## Исходный отрывок:
'''

Художественная литература Прикамья дает достаточно материала для подобного анализа. Особенно широко диалектные элементы представлены в прозе, например в произведениях И. Байгулова, М. Голубкова, А. Домнина, А. Кирпищиковой, А. Крашенинникова, Л. Правдина, К. Рождественской, А. Ромашова, А. Спешилова и других пермских авторов. В творчестве пермских прозаиков представлены фонетические, грамматические, лексические диалектные элементы, в том числе лексические всех типов (собственно лексические, семантические, этнографические, словообразовательные и др.). В прозаических произведениях чаще всего диалектные элементы наблюдаются в речи персонажей, служат средством характеристики героев, но иногда встречаются и в авторском повествовании. Писатели используют диалектные слова, чтобы воссоздать местный колорит, нарисовать картину народного быта, труда, описать местный рельеф, природу, передать особенности материальной культуры и духа родного края.

'''

## Что нужно сделать:
Напишите продолжение отрывка о диалектных элементах в прозе Прикамья, начиная сразу после его последнего предложения.

## Предоставленные записи:
'''

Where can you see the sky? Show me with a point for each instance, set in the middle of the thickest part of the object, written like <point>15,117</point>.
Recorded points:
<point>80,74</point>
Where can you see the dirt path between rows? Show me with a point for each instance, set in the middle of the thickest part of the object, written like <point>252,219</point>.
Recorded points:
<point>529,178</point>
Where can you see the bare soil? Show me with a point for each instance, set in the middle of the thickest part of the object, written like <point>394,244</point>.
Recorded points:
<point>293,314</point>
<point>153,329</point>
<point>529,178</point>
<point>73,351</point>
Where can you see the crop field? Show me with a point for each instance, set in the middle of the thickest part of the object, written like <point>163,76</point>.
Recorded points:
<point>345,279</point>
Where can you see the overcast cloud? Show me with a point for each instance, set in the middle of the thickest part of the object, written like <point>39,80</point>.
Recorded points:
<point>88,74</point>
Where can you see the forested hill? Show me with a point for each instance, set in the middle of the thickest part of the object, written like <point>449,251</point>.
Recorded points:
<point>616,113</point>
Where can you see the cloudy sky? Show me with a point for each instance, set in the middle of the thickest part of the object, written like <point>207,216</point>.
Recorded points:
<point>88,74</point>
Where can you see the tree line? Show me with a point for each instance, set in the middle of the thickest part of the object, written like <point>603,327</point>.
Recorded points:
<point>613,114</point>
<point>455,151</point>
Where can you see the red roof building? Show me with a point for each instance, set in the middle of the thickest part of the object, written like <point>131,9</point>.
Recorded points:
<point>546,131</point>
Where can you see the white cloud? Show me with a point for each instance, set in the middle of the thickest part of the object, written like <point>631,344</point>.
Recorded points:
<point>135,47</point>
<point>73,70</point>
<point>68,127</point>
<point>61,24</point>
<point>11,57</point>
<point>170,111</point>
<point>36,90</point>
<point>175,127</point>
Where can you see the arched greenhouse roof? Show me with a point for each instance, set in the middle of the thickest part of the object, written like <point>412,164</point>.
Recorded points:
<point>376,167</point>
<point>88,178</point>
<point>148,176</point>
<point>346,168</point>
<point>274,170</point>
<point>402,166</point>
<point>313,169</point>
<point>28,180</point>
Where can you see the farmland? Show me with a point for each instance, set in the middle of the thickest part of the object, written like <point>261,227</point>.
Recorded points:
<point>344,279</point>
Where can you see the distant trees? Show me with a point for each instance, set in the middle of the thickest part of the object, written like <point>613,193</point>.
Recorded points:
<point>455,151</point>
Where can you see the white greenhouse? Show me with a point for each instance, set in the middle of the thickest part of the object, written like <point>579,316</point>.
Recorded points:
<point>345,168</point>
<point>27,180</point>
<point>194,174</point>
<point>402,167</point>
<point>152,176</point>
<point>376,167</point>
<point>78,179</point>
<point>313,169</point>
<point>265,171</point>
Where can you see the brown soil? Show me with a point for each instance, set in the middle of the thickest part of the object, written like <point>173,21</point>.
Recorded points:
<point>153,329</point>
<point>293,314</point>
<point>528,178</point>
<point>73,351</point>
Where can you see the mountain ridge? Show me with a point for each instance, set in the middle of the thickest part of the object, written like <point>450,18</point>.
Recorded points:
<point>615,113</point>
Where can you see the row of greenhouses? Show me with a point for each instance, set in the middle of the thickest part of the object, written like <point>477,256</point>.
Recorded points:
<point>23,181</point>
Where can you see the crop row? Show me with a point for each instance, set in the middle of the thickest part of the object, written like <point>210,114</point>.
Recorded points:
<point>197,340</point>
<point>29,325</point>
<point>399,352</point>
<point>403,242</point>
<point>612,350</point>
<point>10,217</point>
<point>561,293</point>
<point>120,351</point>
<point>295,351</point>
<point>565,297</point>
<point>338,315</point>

'''

## Ответ:
Использование диалектных элементов в лирической поэзии имеет свои особенности по сравнению с прозой. В лирических текстах диалектизмов значительно меньше, встречаются в основном лексические элементы. Это связано, видимо, с тем, что поэты стремятся реализовать особую выразительность, образность народного слова и не ставят перед собой задачу воспроизведения фонетических и грамматических особенностей местной речи, вызванных диалектом. Иными словами, как нам думается, воспроизведение в художественной речи фонетических и грамматических особенностей является средством изобразительности, описательности, а использование диалектной лексики — в большей степени средством выразительности. Приоритет в использовании именно словесных ресурсов местного диалекта пермскими поэтами объясняется тем, что функция выразительности, экспрессивности для лирической поэзии важнее.
Обратимся к примерам употребления местных диалектизмов в стихотворениях пермских поэтов (ниже приводятся как целые тексты, так и отдельные фрагменты). Предложенный материал рекомендуется для уроков русского языка, посвященных темам «Диалектная лексика» и «Художественный стиль» (при изучении художественного стиля отмечается, что автор в соответствии с эстетической задачей может использовать в художественном произведении языковые средства других функциональных стилей литературного языка, а также элементы нелитературных форм речи, в том числе территориальных диалектов).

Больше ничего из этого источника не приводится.